Text segment.
--- Begin ---

Anita Charging: Well, when I graduated I went to school at NDSU for a year. Did not make very good decisions. I think one thing my parents probably could've done better for us was to let us be more independent with our decisions, but they kind of hovered over us. I didn't know how to use all that responsibility I had when I got to college. At the time, it was only 18 to drink in Minnesota. That was the legal drinking age back then. So we had a good time going across the border.

                        It was on quarter systems, not semesters. I made two quarters. I flunked out the third. Not the best decisions. I think one of the worst memories I have at NDSU were two. One, I came off a little reservation school - there was only 13 in my graduating class. And I went into a freshman class as NDSU that I was just a number. I wasn't prepared for that. The other thing was, there was a boy who kind of took shine to me there. He was not native and had friends. One of his friends seriously opposed him seeing a native girl. For the first time in my life I was called a squaw.

Davis:              This was in college?

Anita Charging: Yeah in college, my first year I was 18 years old. And at the time it just blew me away. With all my life experiences now, I just would've went at him double barreled snout. Back then I just was pretty naïve and it just blew me away to be called that.

Davis:              What was your response to that? If you've never prepared yourself prior to this, you couldn't have possibly planned a response. So what was your response?

Anita Charging: He took the chicken's way out and called me at my dorm room and did that. Didn't say who he was but I could just tell from the way he treated me when I was around them, who it was.

                        I guess I don't really remember my response. I just was -

Davis:              Infuriated.

Anita Charging: Yeah. And like I said, just taken aback. I just was speechless. I went to a school when it was still a district school and non-natives came to school. It's a BIA school now but it wasn't back then and there were white kids and Indian kids and we all got along. So I'd never had to experience any of that. For a while it kind of scarred me.

--- End ---

Stored records.
--- Begin ---

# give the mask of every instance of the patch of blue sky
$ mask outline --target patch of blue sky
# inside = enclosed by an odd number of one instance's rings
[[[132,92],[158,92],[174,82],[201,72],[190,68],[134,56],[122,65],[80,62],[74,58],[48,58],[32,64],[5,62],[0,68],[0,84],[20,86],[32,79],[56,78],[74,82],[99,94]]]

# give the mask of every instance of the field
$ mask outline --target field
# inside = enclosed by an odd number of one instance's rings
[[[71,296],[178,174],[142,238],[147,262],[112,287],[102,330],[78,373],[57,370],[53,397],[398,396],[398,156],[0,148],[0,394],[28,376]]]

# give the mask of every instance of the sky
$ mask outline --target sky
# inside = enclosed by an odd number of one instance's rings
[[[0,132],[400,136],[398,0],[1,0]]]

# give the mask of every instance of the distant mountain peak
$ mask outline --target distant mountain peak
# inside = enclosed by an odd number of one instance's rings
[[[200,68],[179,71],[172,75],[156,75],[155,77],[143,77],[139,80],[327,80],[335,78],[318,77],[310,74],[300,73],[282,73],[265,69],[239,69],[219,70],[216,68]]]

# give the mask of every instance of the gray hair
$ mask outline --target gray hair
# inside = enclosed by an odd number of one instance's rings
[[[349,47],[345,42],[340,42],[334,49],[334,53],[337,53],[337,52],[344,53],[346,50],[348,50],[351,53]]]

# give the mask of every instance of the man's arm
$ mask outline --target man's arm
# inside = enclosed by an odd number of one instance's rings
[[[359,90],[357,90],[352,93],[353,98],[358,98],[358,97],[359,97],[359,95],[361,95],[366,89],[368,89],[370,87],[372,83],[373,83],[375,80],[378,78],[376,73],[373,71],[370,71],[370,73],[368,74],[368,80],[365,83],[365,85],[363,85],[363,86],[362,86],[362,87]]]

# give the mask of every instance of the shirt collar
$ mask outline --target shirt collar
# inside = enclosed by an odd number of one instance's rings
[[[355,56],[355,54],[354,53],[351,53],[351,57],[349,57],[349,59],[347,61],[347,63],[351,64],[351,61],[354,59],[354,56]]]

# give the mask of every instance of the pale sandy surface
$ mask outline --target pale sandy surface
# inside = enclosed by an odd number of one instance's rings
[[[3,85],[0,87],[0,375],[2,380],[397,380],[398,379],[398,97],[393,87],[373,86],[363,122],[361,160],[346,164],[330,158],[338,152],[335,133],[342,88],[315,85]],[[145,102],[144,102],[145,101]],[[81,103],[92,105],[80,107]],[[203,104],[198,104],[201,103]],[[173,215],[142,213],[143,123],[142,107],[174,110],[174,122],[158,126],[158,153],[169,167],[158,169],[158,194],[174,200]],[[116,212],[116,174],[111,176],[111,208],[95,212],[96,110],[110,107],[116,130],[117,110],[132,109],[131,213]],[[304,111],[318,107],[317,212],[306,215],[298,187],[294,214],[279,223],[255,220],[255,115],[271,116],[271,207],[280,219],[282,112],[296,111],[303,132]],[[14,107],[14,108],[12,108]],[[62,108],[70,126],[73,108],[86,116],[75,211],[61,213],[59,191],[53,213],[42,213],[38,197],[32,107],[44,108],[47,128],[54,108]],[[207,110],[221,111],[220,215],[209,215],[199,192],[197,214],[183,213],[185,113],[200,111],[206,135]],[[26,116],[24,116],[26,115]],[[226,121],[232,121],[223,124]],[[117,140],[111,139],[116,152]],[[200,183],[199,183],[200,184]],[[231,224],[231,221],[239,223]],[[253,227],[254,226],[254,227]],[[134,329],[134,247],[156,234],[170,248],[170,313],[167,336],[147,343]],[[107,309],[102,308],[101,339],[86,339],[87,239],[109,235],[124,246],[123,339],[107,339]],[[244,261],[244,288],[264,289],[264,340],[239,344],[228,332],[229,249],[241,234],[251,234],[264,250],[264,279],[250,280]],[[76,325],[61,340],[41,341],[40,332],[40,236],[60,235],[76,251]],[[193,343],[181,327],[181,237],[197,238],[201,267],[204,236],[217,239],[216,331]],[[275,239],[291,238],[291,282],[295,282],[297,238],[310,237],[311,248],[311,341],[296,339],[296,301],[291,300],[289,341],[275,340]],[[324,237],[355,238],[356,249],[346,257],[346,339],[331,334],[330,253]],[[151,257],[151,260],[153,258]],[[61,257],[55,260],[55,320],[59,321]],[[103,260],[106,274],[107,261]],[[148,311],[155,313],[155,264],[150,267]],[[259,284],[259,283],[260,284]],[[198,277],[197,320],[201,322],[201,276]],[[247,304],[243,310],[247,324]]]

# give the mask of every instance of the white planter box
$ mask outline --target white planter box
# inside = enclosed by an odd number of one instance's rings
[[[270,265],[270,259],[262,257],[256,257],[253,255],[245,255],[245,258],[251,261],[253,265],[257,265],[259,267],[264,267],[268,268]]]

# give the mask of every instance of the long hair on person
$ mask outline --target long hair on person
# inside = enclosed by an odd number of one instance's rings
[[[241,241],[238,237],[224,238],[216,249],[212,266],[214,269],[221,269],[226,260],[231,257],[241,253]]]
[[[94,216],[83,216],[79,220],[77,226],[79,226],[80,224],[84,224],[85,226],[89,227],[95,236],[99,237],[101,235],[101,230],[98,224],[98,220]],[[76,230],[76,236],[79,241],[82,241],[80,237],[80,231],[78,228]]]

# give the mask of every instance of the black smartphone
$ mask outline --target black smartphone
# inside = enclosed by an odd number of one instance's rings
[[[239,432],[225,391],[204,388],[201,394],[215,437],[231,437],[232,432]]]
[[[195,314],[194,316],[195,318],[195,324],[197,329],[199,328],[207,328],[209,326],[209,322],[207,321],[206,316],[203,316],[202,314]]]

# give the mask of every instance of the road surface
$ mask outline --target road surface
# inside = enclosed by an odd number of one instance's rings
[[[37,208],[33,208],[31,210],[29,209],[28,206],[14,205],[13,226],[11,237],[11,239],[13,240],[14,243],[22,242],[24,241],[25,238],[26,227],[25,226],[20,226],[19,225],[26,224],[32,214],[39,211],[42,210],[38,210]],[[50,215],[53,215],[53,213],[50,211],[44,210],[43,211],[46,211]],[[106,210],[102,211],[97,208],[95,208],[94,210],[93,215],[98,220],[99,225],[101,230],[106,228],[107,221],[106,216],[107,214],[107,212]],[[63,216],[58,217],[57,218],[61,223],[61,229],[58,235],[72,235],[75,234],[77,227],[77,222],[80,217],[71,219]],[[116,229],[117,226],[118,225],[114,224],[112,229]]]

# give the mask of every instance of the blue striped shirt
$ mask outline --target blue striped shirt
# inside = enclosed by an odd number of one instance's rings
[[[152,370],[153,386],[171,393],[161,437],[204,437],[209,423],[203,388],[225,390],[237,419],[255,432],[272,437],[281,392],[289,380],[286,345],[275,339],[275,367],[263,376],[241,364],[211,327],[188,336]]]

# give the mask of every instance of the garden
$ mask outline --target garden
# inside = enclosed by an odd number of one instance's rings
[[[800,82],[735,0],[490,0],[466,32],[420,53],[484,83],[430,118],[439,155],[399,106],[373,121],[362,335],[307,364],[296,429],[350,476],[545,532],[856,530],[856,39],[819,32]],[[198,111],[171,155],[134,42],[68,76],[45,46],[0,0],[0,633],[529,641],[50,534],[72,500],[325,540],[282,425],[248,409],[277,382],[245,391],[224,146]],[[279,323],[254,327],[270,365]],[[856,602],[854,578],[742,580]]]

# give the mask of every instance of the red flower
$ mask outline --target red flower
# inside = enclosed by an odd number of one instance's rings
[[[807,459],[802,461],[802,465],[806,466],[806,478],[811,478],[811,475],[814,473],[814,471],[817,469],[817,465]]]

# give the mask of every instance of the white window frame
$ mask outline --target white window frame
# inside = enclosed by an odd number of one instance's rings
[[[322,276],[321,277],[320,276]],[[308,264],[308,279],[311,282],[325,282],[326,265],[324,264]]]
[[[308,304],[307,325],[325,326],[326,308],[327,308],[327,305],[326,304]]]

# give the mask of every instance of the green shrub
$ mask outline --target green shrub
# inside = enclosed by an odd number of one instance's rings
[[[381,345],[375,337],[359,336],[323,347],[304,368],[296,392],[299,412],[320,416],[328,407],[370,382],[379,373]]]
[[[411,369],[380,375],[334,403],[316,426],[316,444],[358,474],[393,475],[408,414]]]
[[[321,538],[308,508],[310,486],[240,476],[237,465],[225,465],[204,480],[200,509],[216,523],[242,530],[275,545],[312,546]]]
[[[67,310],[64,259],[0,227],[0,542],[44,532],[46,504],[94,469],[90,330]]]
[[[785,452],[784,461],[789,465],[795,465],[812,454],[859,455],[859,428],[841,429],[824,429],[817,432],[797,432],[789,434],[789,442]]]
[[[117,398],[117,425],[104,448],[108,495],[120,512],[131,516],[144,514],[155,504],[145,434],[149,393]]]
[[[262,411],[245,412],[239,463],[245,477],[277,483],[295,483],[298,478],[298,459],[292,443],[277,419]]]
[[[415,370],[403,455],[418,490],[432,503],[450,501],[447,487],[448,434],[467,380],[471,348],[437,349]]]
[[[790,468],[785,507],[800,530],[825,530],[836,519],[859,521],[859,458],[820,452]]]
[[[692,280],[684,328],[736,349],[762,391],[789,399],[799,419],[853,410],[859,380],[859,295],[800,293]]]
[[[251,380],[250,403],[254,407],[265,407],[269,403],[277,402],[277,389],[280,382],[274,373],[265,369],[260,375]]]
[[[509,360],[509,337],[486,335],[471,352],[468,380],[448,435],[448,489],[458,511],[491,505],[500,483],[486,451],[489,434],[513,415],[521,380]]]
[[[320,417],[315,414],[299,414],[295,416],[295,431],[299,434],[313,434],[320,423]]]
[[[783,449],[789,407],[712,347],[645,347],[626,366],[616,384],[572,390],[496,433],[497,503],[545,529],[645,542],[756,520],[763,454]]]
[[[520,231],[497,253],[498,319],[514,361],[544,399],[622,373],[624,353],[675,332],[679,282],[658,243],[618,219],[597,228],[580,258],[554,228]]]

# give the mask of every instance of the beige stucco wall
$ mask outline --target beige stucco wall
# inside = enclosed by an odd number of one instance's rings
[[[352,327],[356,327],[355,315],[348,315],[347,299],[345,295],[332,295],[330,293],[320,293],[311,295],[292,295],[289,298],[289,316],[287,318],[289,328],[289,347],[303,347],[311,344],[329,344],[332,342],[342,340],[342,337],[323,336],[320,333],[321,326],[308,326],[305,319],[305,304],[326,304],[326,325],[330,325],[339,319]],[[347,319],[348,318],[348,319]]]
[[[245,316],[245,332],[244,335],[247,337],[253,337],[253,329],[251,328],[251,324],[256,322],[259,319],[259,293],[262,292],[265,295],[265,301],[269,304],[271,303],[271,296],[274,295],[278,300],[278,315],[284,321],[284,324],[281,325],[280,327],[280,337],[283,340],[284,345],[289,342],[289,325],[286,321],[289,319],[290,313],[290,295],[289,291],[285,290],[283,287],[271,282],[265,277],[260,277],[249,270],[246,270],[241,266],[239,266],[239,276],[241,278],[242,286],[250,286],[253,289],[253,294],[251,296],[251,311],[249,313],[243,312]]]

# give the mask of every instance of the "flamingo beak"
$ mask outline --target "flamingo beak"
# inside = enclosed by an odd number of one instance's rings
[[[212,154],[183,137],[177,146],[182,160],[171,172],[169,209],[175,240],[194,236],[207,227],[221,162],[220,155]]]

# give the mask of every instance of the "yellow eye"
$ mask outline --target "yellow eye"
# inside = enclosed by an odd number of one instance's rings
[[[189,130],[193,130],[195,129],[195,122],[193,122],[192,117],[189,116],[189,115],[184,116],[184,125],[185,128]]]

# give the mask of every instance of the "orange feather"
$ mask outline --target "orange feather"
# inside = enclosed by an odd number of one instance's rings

--- End ---

Things to do.
**1)** Copy the part of the interview that begins at the words "Anita Charging: Well, when" and stops after "across the border.", swapping "parents" for "mother and father".
**2)** Extend the interview with Anita Charging by writing what comes after its last line.
The items above are separate from the interview with Anita Charging.

Results of the exercise.
**1)**
Anita Charging: Well, when I graduated I went to school at NDSU for a year. Did not make very good decisions. I think one thing my mother and father probably could've done better for us was to let us be more independent with our decisions, but they kind of hovered over us. I didn't know how to use all that responsibility I had when I got to college. At the time, it was only 18 to drink in Minnesota. That was the legal drinking age back then. So we had a good time going across the border.

**2)**
Davis:              First time.

Anita Charging: Yup. My first taste of racism was when I went to college.

Davis:              So you make it two quarters - two full quarters. And then flunk out on the third quarter. Then where did your journey go from there?

Anita Charging: I called up my mom and dad and I was crying "come get me." My parents were pretty understanding about it. Although we kind of knew in our family that education - it was either you work or you go to school and it was more understood you go to school, a little bit more. And I do come from a family that, all of my siblings except one have graduated from college. I am the only one with a masters' degree, but my mother holds two masters' degrees. My sister is a teacher up in Belcourt, a special ed teacher. My aunt before she passed away was the Deputy Director of Elementary Education for the state.

Davis:              Okay.

Anita Charging: So I come from a line of teachers but I'm a social worker. I did come back and I figured, well I'm not in school so it's work. So I did get my first job at United Tribes. I've actually worked at United Tribes three different times. This was my first one, but it was the one I think...my first career choice was - I love to write, I've always loved to write. When I was in NDSU my major was communications and journalism. My first job at United Tribes, they put me in the office of the OPI. Office of Public Information. Under the great Harriet Sky who was my boss and I learned so much from her. I learned how to write stories and edit them. I learned how to take pictures. We had a developing room back there. I would get all the newspapers and cut out articles. What I did with those articles - Harriet eventually trusted me enough, because this was when she doing Indian Country today on KFYR.

                        We also had a five minute Indian new radio spot on KBMR. She eventually trusted me enough to write my own copy. I'd go down on Friday afternoons and I'd record the five minute news spot and they'd play it Sunday mornings. I was in my element when I was working there. I took pictures of the powwow winners.

                        At that time we put out the United Tribes News, and there was really no place they contracted in Bismarck to print it. So I would take everything and drive to New Salem to drop off the printing. I really enjoyed it. The only reason I left that job was because the funding for my position ran out. So they moved me over to security dispatch. Which was another - because I grew up pretty sheltered - my folks didn't let drunks come around or anything like that. When I was in dispatch the things I saw - you grew up real fast.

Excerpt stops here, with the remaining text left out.